START Text

Wet cave, Blue Room Wet cave, or Waikanaloa Cave is a sea cave which contains a small freshwater lake. The freshwater comes down through the basalt layers from behind. But as it is no brook or river, the water is not suitable for drinking or even for bathing. A big sign warns visitors not to swim in this water because of the danger of leptospirosis, a dangerous bacteria which is common in Hawai'i freshwater. So we can not recommend any kind of exploration on the water. The cave is located only a few meters from the road.
Dry cave is a three metre high, 50m wide and 100m deep sea cave. The floor is dry sand from the beach, brought in by a 1957 Tsunami. It was formed, when the island was a few meters lower, and the cliff above the cave was the coast line. This cave is located 100m before the road ends at Ha'ena Beach, right at the roadside. It is also called Manini-holo Dry Cave after the legend of Manini-holo, the chief fisherman of the Menehune (little people). He dug this cave in search of Akua, a supernatural beast who stole their fish.
The third cave, Waikapala'e Cave, is not this easy to find. It is 5 minutes walk up the hill from Wet cave, but there are no signs. But there are signs in front of the cave, as at Waikanaloa cave, the water is dangerous for leptospirosis. Unfortunately this means, that it is not possible to see the main feature of this cave, the Blue Room. At the back of the main cave is a small opening into a second, smaller room accessible only by swimming throughthe ice cold water. The sunlight reflected by the water filles the room with blue light. This works best during high tide, as the water level is effected by the tide. The higher water level in the cave narrows the opening and so less sunlight falls directly into the cave intensifying the blue light effect. We warn to swim into the cave because of the danger of leptospirosis. However, if you do it anyway be aware that the water is very cold, and there is no floor in the "Blue Room" and nothing to hold on, so you will have to tread water the entire time. We recommend reef shoes because of the slippery lava rock.

END Text
START Supplied material

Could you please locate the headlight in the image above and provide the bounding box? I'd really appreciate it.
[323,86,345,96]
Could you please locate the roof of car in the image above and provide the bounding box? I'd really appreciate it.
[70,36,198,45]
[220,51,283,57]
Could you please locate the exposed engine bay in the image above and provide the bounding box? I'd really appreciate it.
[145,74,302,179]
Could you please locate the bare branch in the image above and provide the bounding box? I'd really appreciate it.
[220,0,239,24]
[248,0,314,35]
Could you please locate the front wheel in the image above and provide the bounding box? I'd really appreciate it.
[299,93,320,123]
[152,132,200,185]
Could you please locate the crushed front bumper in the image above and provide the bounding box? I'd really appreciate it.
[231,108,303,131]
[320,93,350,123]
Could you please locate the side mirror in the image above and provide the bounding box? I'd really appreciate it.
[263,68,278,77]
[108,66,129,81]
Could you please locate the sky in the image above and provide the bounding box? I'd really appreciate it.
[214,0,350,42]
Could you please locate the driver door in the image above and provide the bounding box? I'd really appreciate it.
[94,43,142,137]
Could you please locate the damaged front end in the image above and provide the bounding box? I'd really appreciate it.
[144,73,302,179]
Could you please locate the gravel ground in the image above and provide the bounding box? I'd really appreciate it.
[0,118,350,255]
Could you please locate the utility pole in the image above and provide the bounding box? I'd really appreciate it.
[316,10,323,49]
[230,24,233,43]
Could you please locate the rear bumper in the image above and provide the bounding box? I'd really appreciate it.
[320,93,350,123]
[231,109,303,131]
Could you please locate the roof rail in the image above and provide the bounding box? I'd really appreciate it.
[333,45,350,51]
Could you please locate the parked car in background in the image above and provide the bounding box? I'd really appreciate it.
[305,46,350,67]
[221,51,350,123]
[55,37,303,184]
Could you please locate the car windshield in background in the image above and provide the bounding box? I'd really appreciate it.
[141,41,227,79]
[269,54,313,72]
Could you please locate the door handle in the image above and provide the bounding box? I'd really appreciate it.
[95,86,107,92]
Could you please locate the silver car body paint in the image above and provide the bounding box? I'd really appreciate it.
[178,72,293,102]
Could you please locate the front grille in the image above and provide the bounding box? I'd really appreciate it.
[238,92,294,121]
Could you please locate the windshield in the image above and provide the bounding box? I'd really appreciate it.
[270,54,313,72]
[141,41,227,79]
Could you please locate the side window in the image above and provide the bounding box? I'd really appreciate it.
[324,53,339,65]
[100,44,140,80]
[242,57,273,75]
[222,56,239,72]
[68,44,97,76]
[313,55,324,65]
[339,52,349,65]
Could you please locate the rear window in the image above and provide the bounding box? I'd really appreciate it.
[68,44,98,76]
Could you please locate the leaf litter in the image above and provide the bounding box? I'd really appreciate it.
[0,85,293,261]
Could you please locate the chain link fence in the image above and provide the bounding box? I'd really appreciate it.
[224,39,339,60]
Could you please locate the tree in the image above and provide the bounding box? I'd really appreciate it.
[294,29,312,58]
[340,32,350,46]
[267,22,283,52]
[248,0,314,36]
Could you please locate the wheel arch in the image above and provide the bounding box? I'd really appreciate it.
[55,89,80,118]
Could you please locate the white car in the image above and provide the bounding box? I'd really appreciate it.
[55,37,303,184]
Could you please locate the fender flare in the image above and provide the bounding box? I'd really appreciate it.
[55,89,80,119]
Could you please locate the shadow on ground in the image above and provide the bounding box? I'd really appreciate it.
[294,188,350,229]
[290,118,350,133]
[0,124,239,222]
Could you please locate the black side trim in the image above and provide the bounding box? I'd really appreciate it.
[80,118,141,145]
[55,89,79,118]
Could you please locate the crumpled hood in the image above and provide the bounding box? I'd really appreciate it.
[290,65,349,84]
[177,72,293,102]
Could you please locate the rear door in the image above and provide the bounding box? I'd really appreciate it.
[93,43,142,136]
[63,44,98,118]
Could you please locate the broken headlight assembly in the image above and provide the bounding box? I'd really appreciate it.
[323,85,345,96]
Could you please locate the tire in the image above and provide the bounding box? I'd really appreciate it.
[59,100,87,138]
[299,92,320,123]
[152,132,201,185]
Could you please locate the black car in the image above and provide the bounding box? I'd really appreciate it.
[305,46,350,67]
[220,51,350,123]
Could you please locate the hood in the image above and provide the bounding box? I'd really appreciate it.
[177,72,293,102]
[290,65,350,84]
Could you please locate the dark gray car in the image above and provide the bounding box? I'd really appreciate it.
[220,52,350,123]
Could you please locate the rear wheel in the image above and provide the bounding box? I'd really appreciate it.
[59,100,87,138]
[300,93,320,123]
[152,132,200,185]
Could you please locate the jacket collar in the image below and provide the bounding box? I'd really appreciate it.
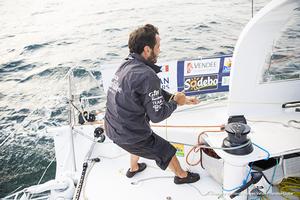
[126,53,161,73]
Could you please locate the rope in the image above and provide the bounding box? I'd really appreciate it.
[38,156,56,185]
[247,119,300,129]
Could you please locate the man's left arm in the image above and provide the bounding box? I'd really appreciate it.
[161,89,200,105]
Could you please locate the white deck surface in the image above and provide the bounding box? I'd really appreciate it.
[82,143,222,200]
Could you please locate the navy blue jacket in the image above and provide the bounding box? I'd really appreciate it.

END Supplied material

__Problems and tasks__.
1. In the cave text, what brought in the dry sand on the floor of Dry cave?
2. List the three caves described in the cave text, giving the other names used for them where the text provides them.
3. According to the cave text, why does the blue light effect in the Blue Room work best at high tide?
The dataset entries aren't needed for any of the tasks.

__Solutions by task__.
1. A 1957 tsunami.

2.
- Wet cave, also called Waikanaloa Cave
- Dry cave, also called Manini-holo Dry Cave
- Waikapala'e Cave

3. The tide affects the water level in the cave, and at high tide the higher water narrows the opening. Less sunlight then falls directly into the cave, which makes the blue light stronger.